TASK ITEM.
Starting at the first line and ending at the last, reproduce the records below exactly.

DATA TO USE.

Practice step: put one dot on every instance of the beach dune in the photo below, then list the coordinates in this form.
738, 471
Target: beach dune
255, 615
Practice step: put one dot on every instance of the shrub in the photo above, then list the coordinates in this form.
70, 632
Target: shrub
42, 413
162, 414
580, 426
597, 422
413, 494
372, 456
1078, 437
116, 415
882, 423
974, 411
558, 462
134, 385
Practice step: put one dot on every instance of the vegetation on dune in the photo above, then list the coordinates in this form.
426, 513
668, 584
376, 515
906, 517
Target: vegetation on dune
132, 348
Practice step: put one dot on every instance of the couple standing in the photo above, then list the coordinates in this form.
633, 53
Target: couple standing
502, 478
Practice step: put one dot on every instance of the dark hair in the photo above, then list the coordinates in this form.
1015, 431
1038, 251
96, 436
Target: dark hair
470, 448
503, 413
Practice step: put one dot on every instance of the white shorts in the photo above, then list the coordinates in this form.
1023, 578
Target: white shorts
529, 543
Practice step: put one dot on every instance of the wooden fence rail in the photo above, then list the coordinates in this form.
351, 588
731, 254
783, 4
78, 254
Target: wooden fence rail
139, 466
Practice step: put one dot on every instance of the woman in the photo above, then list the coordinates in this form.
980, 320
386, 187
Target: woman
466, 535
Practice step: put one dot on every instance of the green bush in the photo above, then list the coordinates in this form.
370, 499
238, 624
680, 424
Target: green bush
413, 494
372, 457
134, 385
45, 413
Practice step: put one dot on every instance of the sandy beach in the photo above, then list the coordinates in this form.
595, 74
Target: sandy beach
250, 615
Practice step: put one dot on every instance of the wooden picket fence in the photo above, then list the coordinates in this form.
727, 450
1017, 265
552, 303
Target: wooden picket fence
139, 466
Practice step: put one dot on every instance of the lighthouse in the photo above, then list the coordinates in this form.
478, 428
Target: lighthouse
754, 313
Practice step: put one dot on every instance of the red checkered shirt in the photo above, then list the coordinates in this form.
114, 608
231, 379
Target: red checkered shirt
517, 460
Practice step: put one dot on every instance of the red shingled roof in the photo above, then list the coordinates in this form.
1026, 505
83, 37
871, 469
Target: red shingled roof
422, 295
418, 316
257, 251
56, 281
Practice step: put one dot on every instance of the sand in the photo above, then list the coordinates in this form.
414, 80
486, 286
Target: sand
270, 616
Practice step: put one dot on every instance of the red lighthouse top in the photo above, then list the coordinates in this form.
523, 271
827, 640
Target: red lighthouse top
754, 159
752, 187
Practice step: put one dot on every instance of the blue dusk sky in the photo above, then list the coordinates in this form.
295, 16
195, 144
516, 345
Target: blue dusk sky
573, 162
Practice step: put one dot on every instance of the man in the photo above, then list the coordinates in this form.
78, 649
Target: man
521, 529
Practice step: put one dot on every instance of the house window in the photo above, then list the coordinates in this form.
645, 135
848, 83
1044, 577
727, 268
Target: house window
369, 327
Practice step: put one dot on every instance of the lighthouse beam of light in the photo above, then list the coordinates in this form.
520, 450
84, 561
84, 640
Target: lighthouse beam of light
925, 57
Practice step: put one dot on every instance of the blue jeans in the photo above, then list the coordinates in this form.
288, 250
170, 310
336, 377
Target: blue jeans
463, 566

ANSWER SECTION.
Practice step: put one dot on every instance of the beach dune in the photo below, then list the coordinates in this form.
738, 471
Target: beach dune
255, 615
Practice step: put one dot on every instance of the shrub in the photo above, then list the coordinates in this form.
70, 632
Target: shrub
42, 413
162, 414
580, 426
597, 422
413, 494
372, 456
1078, 437
116, 415
882, 423
974, 411
558, 462
134, 385
Practice step: put one dot on every instance of the vegetation on dune in the photo above, then list the coordinates in this form.
426, 513
668, 584
376, 515
906, 517
Target: vegetation on dune
132, 348
Practice step: put one dot on every instance of the couple standing in the photo above, then list the coordinates in this form.
633, 53
Target: couple standing
502, 478
Practice step: put one dot on every instance of the dark hair in the photo above, then list the coordinates in this form.
1015, 431
1038, 251
96, 436
Target: dark hair
470, 448
503, 413
Practice step: put one dot on every instance of the white shorts in the photo above, then list the coordinates in this form.
1023, 578
Target: white shorts
529, 543
Practice step: put one dot on every instance of the wooden fence rail in the photo above, then list the coordinates in this form.
351, 588
731, 254
783, 4
78, 254
Target: wooden fence rail
139, 466
Practice step: put one dot on every instance of the woman in the photo above, then list the coordinates in this form.
980, 320
386, 187
Target: woman
466, 535
Practice step: put one dot on every instance of the green bush in the photo above, then list the coordinates in this form.
370, 499
238, 624
680, 424
Target: green bush
413, 494
372, 457
134, 385
45, 413
Practice step: put one dot on every instance of the sandy beach in the photo above, then list the coordinates in this form.
595, 74
Target: sandy beach
250, 615
Practice step: put one dot on every instance of the wooden picket fence in the photo above, then list the coordinates in this form.
727, 450
1017, 265
552, 303
Target: wooden picket fence
139, 466
Practice step: put one dot on every instance of the lighthouse in the photo above, then list the coordinates in this form.
478, 428
Target: lighthouse
754, 313
Practice step: put one dot on every instance of the red checkered shirt in the photo above, then list the coordinates in this form.
114, 608
231, 379
Target: red checkered shirt
517, 460
Practice step: put one dot on every instance of the red shingled roof in the photo above, then list the coordinates in this form.
1026, 505
83, 37
871, 469
Target: red shingled roof
422, 295
418, 316
257, 251
56, 281
Practice step: put one dot on every instance of the sand in the photo above, then list the coordinates in this form.
414, 80
486, 286
Target: sand
270, 616
Practice step: put one dot on every instance of the red lighthouse top in the photo above, then list the coordinates in this form.
523, 271
827, 640
Target: red lighthouse top
754, 159
752, 187
Practice step: put one dot on every instance of the blue dusk sky in the photo above, then list the coordinates in this form.
295, 16
195, 144
516, 345
Target: blue dusk sky
573, 162
Practice step: put one dot on every instance of the man in the photo above, then list the coordinates in this form.
78, 649
Target: man
521, 529
Practice step: put one dot on every instance of the house window in the photo above, then list the coordinates in this form.
645, 135
848, 83
1044, 577
727, 268
Target: house window
369, 327
Practice step: put one dot on every instance of the lighthouse beam of light in the photo above, then list the coordinates in this form.
520, 450
84, 561
84, 640
Target: lighthouse beam of light
925, 57
Practice step: put one dot on every instance of the blue jeans in the photo above, then list the coordinates in this form.
288, 250
170, 310
336, 377
Target: blue jeans
463, 566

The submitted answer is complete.